EXERCISE AIM:
Below are the records. Reproduce the line that contains "light-brown rim of" and every line after it to the end, exactly and alone.

RECORDS FOR THIS EXERCISE below:

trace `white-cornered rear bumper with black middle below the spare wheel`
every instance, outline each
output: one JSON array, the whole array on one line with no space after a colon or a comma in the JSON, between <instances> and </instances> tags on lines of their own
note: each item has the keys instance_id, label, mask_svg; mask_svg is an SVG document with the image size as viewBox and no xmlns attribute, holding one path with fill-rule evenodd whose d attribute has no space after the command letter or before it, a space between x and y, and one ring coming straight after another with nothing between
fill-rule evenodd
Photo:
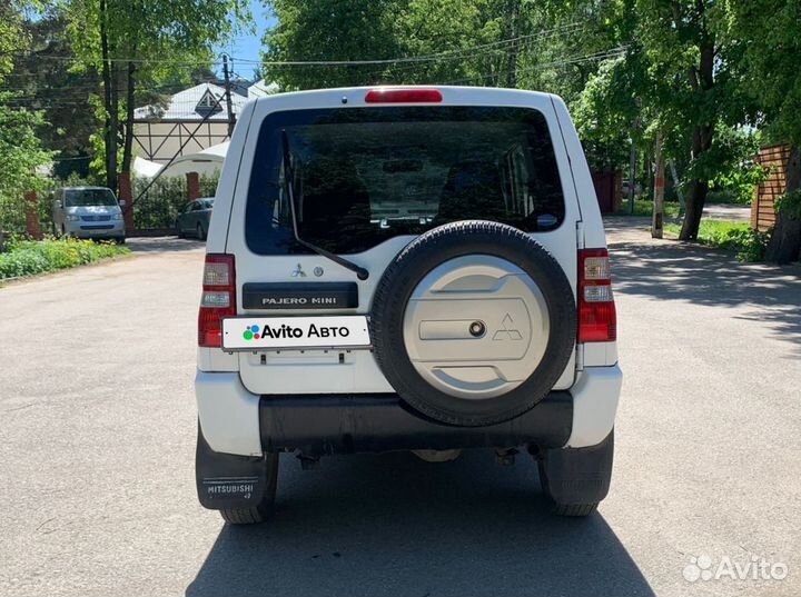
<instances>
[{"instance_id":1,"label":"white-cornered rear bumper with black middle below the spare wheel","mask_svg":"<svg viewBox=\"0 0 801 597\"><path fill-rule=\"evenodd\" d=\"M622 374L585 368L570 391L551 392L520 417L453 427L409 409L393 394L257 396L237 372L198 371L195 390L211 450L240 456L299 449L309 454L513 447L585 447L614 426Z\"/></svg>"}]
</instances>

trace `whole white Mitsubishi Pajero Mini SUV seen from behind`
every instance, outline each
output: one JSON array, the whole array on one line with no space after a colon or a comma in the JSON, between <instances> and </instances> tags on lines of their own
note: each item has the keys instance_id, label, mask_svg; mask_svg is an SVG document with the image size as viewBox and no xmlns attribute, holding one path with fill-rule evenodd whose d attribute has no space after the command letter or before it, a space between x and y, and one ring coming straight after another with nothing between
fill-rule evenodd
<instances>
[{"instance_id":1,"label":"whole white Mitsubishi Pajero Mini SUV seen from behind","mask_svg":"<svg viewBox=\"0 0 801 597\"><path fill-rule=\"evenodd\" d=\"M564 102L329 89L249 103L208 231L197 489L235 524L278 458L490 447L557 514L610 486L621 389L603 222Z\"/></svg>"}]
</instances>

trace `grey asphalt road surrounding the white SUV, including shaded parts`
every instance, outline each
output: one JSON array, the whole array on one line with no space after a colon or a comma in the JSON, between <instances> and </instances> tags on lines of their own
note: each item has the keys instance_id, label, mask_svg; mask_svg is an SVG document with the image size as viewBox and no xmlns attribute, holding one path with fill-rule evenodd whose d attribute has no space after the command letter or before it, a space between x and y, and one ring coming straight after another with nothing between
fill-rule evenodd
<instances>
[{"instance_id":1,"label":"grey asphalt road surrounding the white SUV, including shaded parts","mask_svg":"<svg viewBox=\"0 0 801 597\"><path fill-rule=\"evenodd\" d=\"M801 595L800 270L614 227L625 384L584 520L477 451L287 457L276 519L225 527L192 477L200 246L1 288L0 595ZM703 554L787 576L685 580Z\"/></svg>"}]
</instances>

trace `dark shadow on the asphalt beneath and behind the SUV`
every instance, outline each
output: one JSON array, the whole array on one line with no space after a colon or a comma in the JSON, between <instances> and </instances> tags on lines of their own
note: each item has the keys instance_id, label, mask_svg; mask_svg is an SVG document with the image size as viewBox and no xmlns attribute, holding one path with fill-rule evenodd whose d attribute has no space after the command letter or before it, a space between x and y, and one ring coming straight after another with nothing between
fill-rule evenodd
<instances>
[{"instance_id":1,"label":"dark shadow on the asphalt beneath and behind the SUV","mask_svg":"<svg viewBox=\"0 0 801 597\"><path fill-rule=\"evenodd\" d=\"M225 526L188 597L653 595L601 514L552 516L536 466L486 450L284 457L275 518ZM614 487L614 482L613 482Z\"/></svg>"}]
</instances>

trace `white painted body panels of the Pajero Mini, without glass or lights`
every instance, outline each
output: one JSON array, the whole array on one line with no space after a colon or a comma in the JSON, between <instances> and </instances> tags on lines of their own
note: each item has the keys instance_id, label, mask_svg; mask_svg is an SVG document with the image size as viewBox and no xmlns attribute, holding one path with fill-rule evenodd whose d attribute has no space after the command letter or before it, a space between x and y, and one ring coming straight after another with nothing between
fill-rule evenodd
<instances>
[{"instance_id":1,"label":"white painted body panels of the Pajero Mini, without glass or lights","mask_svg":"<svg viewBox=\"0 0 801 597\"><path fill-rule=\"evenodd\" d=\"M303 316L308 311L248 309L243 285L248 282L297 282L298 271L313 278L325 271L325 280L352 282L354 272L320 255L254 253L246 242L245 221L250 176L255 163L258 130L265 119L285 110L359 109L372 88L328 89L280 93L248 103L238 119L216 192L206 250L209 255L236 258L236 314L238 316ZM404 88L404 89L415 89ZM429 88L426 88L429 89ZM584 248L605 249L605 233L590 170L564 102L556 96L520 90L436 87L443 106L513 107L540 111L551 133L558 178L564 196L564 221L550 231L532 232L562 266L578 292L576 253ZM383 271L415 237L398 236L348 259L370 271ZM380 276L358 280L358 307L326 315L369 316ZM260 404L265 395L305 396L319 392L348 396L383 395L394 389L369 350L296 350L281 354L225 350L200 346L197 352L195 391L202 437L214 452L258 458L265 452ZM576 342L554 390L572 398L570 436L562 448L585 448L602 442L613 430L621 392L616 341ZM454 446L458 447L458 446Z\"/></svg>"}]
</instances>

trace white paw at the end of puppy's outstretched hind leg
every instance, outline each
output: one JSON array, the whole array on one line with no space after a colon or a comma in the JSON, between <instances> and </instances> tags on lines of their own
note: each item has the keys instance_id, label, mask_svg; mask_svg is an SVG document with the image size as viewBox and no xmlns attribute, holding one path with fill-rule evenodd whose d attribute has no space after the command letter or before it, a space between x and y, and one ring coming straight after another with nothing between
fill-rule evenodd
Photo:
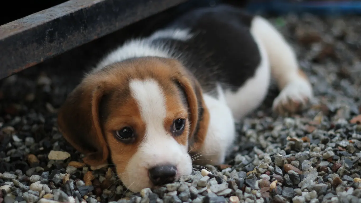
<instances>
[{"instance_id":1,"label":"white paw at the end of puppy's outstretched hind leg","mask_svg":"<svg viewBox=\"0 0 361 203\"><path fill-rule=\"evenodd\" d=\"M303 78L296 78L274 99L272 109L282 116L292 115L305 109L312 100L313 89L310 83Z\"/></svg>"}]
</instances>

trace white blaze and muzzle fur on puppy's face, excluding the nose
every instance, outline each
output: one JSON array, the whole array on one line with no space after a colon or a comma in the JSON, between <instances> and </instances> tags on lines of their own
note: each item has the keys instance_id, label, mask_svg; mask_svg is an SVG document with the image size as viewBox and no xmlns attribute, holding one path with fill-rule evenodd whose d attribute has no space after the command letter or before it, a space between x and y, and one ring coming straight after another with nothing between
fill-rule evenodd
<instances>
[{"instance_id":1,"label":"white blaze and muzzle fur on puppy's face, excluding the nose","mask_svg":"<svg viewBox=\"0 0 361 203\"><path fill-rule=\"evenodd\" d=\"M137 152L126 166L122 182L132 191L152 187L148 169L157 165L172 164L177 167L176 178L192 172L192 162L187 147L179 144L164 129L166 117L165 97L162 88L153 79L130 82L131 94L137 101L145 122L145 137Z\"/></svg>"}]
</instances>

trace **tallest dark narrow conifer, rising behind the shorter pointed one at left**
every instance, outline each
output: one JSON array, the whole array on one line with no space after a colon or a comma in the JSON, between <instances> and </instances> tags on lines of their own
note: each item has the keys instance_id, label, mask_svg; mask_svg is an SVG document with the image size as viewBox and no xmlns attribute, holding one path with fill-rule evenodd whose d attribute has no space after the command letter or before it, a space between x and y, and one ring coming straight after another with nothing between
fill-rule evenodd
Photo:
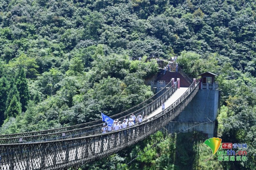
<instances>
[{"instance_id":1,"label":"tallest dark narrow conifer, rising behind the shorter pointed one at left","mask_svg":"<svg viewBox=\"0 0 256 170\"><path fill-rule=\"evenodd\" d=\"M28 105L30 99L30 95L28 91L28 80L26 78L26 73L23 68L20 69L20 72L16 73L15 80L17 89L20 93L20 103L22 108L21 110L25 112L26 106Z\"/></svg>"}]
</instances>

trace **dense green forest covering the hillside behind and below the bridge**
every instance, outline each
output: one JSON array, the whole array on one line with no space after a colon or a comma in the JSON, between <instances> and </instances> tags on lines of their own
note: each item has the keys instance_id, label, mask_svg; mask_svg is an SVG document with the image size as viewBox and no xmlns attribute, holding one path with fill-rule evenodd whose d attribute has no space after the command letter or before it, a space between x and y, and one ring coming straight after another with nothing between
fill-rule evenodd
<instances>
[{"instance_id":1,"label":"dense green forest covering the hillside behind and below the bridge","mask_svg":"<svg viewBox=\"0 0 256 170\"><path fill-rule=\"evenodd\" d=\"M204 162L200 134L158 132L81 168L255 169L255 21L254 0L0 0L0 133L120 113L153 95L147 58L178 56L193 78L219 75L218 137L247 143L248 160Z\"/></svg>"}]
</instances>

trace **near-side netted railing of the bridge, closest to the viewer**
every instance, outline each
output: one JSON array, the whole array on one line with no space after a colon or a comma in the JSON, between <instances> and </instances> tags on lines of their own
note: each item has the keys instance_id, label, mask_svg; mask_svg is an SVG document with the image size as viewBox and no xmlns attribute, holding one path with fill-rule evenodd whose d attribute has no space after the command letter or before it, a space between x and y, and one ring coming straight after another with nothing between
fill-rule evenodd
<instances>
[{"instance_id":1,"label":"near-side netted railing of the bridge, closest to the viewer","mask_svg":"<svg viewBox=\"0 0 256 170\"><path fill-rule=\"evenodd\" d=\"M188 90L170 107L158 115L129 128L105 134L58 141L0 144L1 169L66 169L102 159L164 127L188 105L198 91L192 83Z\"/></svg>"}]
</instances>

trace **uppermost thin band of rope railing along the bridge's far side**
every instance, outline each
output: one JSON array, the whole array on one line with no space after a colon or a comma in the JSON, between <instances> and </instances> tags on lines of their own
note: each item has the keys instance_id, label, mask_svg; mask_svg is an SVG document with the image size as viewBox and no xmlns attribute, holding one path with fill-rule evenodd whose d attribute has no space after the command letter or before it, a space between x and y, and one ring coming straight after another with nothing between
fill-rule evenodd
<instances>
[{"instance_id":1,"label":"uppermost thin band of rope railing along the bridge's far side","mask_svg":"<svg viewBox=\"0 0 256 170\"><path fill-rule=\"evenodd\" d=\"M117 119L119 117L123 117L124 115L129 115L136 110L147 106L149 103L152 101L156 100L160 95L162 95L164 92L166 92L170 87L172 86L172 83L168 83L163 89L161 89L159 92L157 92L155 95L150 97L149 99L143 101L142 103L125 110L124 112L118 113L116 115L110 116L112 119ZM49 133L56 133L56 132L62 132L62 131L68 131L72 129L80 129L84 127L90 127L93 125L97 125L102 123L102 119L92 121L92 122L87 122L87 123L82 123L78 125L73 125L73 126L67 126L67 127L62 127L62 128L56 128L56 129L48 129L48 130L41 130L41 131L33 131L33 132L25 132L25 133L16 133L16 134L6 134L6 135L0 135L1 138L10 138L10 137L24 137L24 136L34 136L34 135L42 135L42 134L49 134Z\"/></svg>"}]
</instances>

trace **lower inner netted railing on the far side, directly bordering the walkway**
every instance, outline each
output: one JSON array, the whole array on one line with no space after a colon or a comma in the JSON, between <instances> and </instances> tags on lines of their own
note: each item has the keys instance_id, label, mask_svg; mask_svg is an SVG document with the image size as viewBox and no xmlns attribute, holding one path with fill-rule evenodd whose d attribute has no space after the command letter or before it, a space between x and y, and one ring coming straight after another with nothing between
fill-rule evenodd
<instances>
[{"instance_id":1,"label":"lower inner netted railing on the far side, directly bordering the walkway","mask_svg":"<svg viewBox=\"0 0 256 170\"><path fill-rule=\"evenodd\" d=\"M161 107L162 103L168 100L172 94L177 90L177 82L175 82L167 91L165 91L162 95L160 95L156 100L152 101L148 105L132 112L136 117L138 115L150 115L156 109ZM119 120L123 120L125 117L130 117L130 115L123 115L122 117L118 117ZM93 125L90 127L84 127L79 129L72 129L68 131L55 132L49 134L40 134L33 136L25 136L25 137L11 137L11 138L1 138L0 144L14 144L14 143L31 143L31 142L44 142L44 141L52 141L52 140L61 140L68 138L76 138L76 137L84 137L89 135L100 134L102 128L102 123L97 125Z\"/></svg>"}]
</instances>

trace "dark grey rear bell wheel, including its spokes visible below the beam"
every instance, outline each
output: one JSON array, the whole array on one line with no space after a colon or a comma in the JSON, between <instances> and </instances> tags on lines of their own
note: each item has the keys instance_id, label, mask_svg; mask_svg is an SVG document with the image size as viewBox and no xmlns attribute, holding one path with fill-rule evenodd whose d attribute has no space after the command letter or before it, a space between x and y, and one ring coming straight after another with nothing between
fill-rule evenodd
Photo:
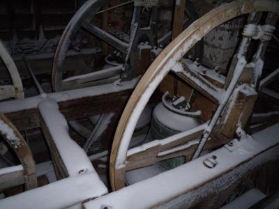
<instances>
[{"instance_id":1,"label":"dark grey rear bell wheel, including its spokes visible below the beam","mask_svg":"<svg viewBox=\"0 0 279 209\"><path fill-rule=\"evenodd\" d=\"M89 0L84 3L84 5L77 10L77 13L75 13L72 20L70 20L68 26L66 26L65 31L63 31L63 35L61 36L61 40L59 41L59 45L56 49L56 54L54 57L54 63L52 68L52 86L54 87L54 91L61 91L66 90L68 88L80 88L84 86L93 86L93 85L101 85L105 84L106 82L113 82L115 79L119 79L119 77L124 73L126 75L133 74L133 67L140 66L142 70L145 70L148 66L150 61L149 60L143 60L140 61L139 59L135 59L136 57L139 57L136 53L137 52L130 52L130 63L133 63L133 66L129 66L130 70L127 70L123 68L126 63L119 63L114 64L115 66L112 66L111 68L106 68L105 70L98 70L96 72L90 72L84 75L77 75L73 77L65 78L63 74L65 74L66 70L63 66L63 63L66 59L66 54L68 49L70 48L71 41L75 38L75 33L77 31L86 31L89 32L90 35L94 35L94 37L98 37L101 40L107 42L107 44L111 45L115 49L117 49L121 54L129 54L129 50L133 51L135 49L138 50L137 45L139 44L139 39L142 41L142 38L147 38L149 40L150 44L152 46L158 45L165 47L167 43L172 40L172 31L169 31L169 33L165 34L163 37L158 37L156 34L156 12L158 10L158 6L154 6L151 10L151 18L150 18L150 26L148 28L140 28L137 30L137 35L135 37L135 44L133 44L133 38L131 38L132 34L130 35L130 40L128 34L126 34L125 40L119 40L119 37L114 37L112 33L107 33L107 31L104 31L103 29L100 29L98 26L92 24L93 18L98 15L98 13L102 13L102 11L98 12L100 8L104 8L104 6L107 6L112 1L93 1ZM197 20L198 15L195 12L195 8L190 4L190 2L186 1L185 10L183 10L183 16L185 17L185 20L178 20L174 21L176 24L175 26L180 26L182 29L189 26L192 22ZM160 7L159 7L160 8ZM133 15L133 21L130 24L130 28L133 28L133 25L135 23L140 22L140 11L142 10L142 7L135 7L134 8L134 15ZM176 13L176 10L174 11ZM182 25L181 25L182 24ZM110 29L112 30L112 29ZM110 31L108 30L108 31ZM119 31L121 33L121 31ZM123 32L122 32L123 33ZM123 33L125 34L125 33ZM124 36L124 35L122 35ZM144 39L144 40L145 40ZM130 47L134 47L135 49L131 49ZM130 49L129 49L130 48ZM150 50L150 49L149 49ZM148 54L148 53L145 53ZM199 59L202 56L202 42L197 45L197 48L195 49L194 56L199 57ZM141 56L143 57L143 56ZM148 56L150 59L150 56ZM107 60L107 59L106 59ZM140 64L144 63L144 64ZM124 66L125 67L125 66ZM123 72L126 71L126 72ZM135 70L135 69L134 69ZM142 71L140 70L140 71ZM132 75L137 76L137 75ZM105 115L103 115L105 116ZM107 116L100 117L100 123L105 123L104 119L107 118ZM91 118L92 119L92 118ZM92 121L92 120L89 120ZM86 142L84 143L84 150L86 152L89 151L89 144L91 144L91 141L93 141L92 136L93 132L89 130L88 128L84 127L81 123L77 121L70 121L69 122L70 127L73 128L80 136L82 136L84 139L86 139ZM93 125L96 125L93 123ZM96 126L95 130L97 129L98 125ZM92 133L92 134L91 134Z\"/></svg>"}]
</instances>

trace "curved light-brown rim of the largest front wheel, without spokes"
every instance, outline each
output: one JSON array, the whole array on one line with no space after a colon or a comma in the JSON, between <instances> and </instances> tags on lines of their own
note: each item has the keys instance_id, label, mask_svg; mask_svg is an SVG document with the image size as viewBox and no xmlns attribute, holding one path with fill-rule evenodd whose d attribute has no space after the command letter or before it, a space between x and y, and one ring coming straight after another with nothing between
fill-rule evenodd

End of RECORDS FOR THIS EXERCISE.

RESPONSE TO THE EXERCISE:
trace "curved light-brown rim of the largest front wheel, without spokes"
every instance, outline each
output: one JSON array, the whole array on one line with no space after a colon or a comma in the JSON, between <instances> and </instances> tags on lines of their own
note: each item has the keys instance_id, label, mask_svg; mask_svg is an SVG document with the image size as viewBox and no xmlns attribute, holding one path with fill-rule evenodd whose d attribute has no space after the command letter or before it, a space between x and y, and one ring coming straight after another with nothing between
fill-rule evenodd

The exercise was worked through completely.